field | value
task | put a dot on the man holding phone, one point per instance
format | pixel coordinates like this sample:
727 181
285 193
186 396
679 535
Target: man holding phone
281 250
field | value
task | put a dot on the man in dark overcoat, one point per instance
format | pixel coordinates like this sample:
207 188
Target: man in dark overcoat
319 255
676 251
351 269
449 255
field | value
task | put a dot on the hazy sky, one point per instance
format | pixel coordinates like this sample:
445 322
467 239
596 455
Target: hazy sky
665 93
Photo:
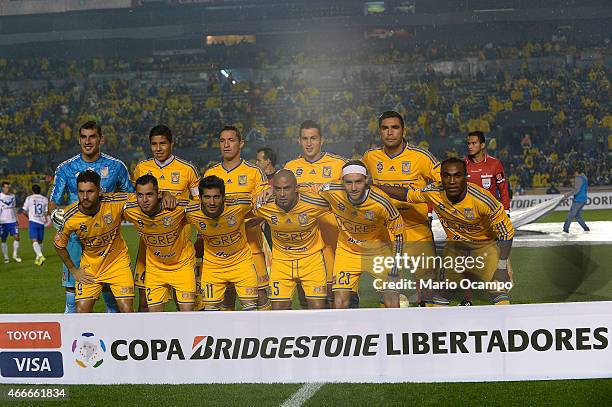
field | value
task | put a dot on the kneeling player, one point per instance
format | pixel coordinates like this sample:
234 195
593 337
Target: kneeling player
227 256
479 232
297 249
367 220
170 258
96 220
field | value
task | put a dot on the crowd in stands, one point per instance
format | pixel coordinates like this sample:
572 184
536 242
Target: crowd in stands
439 109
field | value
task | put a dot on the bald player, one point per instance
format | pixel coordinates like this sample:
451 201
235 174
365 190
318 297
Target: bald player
297 249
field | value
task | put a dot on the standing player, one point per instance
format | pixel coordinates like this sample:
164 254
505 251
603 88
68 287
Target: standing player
170 258
114 177
96 220
401 164
318 167
367 220
177 176
266 161
476 227
36 207
227 256
243 178
297 252
8 221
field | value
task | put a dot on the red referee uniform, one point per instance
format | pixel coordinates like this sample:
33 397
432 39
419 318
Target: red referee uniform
489 174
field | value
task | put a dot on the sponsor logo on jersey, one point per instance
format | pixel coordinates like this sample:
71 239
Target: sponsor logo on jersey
231 220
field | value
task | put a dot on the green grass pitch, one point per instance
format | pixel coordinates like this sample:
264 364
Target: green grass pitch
576 273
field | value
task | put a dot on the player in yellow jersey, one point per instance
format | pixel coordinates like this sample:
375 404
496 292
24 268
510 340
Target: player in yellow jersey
317 166
243 178
401 164
297 249
370 226
96 220
170 258
174 175
476 227
227 256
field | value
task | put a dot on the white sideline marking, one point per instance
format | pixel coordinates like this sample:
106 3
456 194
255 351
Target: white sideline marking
304 393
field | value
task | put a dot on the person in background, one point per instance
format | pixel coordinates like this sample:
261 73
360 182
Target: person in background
581 185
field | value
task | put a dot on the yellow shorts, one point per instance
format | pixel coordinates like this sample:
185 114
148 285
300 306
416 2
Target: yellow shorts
140 266
309 271
160 283
216 279
118 276
256 242
470 260
349 266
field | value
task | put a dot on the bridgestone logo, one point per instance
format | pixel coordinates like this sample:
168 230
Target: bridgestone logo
390 344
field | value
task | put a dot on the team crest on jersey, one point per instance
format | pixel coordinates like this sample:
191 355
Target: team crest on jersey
231 220
303 218
406 167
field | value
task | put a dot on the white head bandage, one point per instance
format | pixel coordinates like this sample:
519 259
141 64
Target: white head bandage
354 169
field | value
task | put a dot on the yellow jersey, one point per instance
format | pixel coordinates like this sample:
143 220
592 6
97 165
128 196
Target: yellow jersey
295 234
179 177
366 228
245 179
168 246
478 217
326 169
413 168
103 246
225 242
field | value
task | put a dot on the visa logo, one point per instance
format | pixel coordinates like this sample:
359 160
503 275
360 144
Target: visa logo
31 364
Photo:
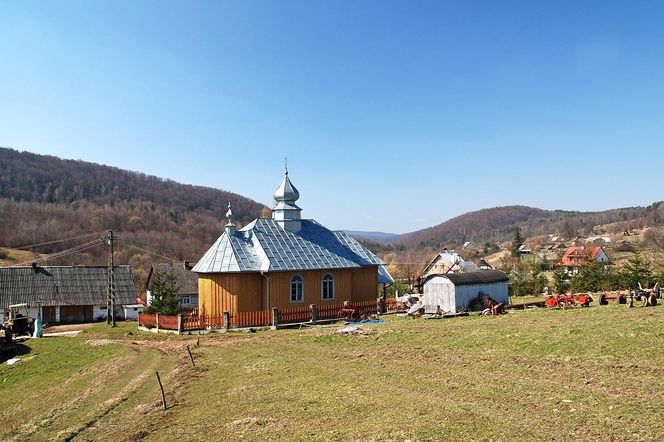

What you will do:
The records above should be reproduced exactly, with the pictures omitted.

Exercise result:
field | value
task | put a dot on the man holding phone, one point per instance
format | pixel coordinates like this sample:
727 181
285 193
186 396
679 535
Target: man holding phone
281 250
field | value
task | put a dot on the man in dark overcoat, one point per instance
format | pixel coordinates like this sample:
207 188
Target: man in dark overcoat
319 255
676 251
351 269
449 255
field | value
task | put a dot on the hazy sky, one point per instance
format | pixel coordinates like this sample:
445 322
467 239
596 455
Target: hazy sky
665 93
Photo:
field | value
task | put a dot on the kneeling player, one point per instance
format | pixel coordinates like this sample:
234 195
593 337
Target: kneeling player
227 256
479 232
297 249
367 220
170 258
96 220
field | value
task | put a dot on the crowd in stands, one point per instance
format | pixel coordinates like this sample:
572 184
536 242
Target: crowd in stands
439 109
field | value
task | put a dot on the bald player, one point per instance
format | pixel coordinates like this sample:
451 201
235 174
365 190
318 297
Target: bald player
297 249
field | value
task | put a dot on the standing player, one point per instance
format | pixel coordinates like this sample:
164 254
505 251
603 88
68 287
Target: standing player
170 258
114 177
96 220
401 164
318 167
367 220
177 176
266 161
476 227
36 207
227 256
243 178
297 252
8 221
field | value
task | put a dot on the red referee uniform, one point per instance
format | pixel coordinates like this sample:
33 397
432 39
419 318
Target: red referee uniform
489 174
field | value
task | put a dot on the sponsor logo on jersey, one point per instance
format | pixel coordinates like this sample:
71 239
Target: sponsor logo on jersey
231 220
field | value
task | put a dot on the green grass pitch, one point per instance
format | pixel coordinates like this sample:
264 364
Target: green grass pitch
576 273
field | value
task | put a dot on the player in yellow jersey, one point per instance
format | pixel coordinates like this sample:
375 404
496 292
24 268
510 340
Target: player in yellow jersey
317 166
243 178
401 164
297 249
370 226
96 220
170 258
174 175
476 227
227 256
field | value
task | put a dot on the white sideline marking, one point per instance
format | pixel coordinates like this sample:
106 3
456 194
255 351
Target: white sideline marking
304 393
field | value
task | put a dot on the person in background, one point per instance
format | pixel coordinates like this sample:
261 73
360 182
Target: person in background
581 185
field | value
task | put a dot on the yellow shorts, one point per instance
format | pixel coordinates like this sample:
185 114
148 285
300 306
416 2
Target: yellow shorts
140 266
309 271
160 283
216 279
118 276
256 242
470 260
349 266
field | value
task | put a dot on the bridgestone logo, one point per instance
format | pixel coordinates like this sample:
168 230
Target: bridgestone logo
390 344
field | value
task | put a dot on the team crest on jersey, one point per instance
format | pixel coordinates like this sample:
191 355
Target: team crest on jersey
231 220
303 218
406 167
field | value
task | put a dot on the white head bandage, one point per instance
format | pixel coordinates like this sample:
519 259
141 64
Target: white head bandage
354 169
field | value
task | put a dot on the yellow jersey, one point per instance
format | pixel coordinates like this sample:
143 220
592 6
97 165
128 196
Target: yellow jersey
295 234
179 177
366 228
245 179
168 246
478 217
326 169
413 168
103 246
225 242
field | value
task | put a dot on the visa logo, one point per instance
format | pixel coordinates like this sample:
359 160
503 275
360 144
Target: visa logo
31 364
Photo:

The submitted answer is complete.